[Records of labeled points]
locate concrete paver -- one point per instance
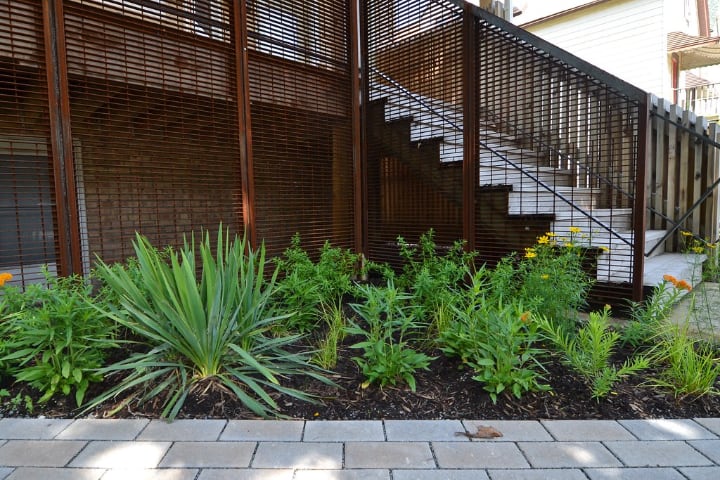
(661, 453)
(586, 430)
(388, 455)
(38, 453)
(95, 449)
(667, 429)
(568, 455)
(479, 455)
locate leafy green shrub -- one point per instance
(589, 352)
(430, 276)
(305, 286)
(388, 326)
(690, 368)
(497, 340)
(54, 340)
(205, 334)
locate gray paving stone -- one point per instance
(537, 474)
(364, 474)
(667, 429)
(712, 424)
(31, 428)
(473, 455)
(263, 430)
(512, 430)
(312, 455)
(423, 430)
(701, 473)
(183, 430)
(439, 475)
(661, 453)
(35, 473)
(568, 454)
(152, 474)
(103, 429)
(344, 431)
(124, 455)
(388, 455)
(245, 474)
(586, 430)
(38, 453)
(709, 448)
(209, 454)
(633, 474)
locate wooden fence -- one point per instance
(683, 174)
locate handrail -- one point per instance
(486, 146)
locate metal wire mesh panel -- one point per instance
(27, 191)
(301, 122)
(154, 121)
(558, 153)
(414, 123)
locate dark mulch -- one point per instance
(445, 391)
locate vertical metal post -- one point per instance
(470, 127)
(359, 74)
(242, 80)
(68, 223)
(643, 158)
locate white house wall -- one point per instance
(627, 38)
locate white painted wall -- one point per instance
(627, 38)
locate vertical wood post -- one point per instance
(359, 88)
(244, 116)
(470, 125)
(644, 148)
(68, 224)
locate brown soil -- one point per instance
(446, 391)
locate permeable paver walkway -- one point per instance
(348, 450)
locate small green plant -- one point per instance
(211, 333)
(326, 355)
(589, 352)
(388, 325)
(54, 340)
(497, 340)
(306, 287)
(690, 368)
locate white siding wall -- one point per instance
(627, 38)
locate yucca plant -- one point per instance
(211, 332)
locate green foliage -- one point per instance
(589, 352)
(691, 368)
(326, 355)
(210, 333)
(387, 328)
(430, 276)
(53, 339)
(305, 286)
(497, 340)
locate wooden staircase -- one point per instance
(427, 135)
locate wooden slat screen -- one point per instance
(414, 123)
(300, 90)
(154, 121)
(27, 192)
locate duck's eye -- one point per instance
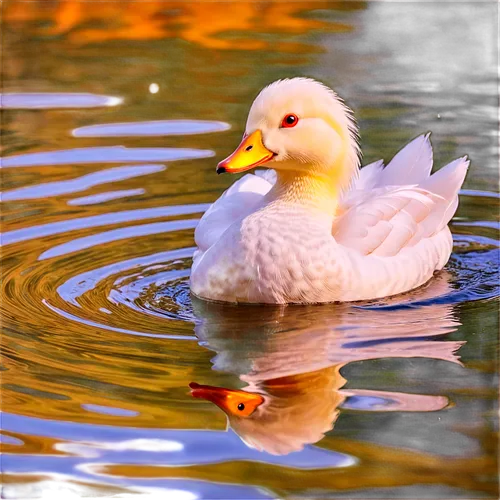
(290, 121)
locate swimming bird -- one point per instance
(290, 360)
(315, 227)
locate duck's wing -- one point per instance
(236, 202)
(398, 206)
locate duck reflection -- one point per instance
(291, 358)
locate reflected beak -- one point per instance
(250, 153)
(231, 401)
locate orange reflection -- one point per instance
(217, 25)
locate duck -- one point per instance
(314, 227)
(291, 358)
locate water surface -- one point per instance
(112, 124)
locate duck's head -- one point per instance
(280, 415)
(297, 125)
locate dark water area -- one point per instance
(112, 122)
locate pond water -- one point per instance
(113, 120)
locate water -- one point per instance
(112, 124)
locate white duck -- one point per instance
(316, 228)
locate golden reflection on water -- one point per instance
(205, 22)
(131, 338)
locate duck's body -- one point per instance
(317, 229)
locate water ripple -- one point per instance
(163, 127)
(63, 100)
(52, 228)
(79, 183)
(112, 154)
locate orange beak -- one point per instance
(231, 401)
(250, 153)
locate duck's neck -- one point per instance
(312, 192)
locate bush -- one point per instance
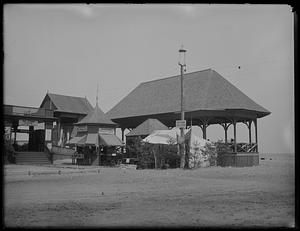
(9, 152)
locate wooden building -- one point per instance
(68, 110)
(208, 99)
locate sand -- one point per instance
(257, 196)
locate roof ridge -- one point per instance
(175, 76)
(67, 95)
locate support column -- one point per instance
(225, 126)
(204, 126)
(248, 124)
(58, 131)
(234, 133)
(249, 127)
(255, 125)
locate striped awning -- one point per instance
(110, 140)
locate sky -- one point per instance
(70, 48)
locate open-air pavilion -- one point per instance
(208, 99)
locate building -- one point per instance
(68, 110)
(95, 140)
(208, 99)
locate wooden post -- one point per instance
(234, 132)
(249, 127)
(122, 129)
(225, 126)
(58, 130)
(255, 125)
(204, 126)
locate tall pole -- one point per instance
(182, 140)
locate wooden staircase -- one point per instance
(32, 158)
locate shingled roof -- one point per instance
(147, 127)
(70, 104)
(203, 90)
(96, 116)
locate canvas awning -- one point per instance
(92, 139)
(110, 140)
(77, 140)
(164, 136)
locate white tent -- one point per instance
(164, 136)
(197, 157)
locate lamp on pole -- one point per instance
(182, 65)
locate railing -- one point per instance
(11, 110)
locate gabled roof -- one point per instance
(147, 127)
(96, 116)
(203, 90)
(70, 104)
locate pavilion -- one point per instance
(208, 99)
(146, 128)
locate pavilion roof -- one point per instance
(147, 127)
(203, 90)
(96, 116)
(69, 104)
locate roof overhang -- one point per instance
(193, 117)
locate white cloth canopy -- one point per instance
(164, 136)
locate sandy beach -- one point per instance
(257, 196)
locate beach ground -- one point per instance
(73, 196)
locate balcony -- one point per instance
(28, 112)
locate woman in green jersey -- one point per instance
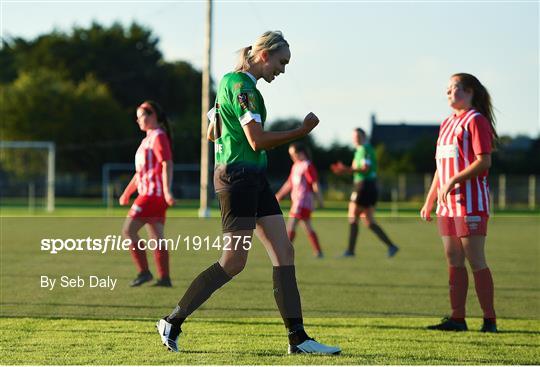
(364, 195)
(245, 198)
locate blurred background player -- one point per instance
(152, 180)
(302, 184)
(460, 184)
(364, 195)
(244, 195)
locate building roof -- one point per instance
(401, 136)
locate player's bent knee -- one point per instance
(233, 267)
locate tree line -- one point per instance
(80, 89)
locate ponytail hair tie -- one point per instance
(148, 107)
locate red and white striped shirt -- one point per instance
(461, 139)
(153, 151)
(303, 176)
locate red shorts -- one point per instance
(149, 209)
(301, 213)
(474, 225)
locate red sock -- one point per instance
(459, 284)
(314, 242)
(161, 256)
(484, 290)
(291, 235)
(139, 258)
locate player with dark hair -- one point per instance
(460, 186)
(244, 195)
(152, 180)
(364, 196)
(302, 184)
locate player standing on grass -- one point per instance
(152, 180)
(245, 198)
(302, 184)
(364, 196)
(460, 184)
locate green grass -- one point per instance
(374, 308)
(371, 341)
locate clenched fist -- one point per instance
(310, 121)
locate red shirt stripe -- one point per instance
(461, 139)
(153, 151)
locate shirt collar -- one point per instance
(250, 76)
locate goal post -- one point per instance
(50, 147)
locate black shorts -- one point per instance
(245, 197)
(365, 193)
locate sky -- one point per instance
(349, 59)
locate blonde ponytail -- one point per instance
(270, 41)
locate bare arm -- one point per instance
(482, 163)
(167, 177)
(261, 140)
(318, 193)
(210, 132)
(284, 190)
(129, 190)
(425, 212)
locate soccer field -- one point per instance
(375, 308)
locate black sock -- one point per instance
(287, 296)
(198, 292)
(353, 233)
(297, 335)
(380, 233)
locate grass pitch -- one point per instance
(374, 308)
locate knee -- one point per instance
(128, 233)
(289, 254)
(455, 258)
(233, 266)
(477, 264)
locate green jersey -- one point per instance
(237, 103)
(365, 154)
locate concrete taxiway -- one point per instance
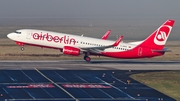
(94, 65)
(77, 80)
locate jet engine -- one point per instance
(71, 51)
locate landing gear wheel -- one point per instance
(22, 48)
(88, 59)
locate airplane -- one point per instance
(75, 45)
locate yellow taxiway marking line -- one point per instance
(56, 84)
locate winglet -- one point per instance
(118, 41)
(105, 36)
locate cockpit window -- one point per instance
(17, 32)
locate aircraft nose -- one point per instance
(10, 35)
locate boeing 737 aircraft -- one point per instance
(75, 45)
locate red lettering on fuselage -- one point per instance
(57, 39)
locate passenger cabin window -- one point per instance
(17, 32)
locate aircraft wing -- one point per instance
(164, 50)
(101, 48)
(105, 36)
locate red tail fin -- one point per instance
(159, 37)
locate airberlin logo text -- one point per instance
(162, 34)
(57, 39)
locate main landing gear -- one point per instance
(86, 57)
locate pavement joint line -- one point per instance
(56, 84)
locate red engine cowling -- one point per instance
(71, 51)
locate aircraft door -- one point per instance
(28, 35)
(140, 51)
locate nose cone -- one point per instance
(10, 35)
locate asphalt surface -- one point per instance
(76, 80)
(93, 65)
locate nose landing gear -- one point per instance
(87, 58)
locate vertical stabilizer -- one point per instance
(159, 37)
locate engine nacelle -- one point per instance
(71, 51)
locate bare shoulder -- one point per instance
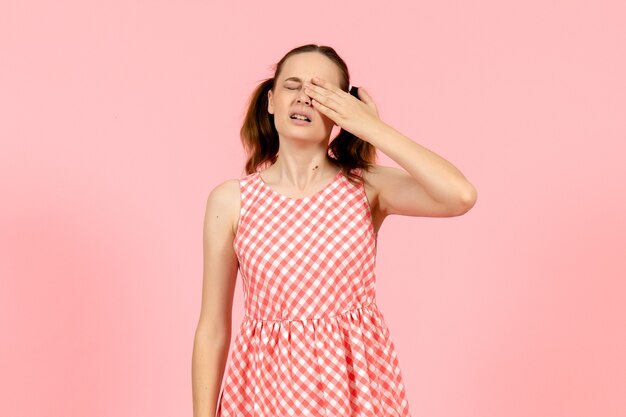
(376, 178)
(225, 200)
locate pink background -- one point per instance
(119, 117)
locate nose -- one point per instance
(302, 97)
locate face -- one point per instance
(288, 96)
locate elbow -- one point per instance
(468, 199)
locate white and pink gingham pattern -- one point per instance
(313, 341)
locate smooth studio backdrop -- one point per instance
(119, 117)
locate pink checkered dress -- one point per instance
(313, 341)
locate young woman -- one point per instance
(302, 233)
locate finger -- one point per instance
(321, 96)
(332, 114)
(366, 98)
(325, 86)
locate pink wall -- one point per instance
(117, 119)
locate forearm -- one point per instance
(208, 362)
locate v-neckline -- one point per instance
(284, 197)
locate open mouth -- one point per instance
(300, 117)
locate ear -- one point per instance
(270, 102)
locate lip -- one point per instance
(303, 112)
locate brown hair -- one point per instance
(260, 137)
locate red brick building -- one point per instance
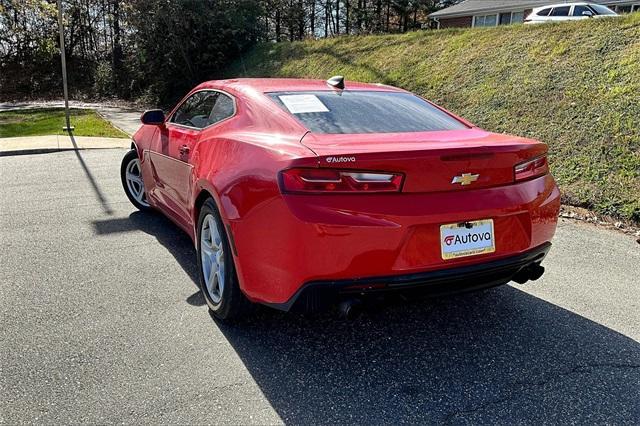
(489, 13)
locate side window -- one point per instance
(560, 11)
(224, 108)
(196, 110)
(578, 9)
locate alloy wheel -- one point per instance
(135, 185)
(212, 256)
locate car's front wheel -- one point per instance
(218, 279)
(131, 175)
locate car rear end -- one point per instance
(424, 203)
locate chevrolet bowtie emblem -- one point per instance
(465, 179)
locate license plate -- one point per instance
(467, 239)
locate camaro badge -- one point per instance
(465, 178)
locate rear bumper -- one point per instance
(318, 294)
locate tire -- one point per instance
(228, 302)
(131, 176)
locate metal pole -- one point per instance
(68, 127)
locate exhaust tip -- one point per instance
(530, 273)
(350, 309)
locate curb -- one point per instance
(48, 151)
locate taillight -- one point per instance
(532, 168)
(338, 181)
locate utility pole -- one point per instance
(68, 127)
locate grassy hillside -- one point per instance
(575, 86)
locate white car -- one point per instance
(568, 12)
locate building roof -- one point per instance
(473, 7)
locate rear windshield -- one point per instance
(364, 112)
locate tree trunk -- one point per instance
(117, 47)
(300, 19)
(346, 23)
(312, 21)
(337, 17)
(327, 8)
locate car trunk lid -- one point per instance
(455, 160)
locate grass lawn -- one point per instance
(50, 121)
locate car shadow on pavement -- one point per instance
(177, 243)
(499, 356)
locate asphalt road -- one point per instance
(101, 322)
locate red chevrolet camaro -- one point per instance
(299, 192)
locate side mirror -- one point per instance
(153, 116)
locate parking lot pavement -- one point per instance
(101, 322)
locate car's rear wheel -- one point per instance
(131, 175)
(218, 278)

» **Task to carry out**
Return, word for word, each line from the line that contains "locate camaro badge -- one point per instance" to the end of the listing above; include both end lines and nothing else.

» **Written response**
locate camaro badge -- one point per instance
(465, 178)
locate rear bumper -- one point per instance
(318, 294)
locate tire -- one point per instance
(228, 302)
(131, 176)
locate metal pole -- one point per instance
(68, 127)
locate exhaust tip -- one point per instance
(530, 273)
(350, 309)
locate curb -- one point per instance
(48, 151)
locate taillight -- one point per instance
(532, 168)
(338, 181)
locate utility pole -- one point per instance
(68, 127)
locate grassy hillside -- one point per instance
(575, 86)
locate white car -- one point per instance
(568, 12)
locate building roof -- one point per instance
(473, 7)
locate rear windshield -- one point per instance
(364, 112)
locate tree trunk -- one point per instance
(117, 47)
(300, 19)
(346, 23)
(312, 21)
(337, 17)
(327, 8)
locate car trunk lid -- one point per instance
(455, 160)
locate grass lawn -- one point per instance
(50, 121)
locate car shadow on pavement -- one point per instance
(177, 243)
(499, 356)
locate asphalt road -- one point per instance
(101, 322)
locate red chevrolet camaro -- one point per instance
(299, 192)
locate side mirror -- one point per instance
(153, 116)
locate parking lot pavement -- one point per instance
(101, 322)
locate car's rear wheel -- one point per instance
(131, 175)
(218, 278)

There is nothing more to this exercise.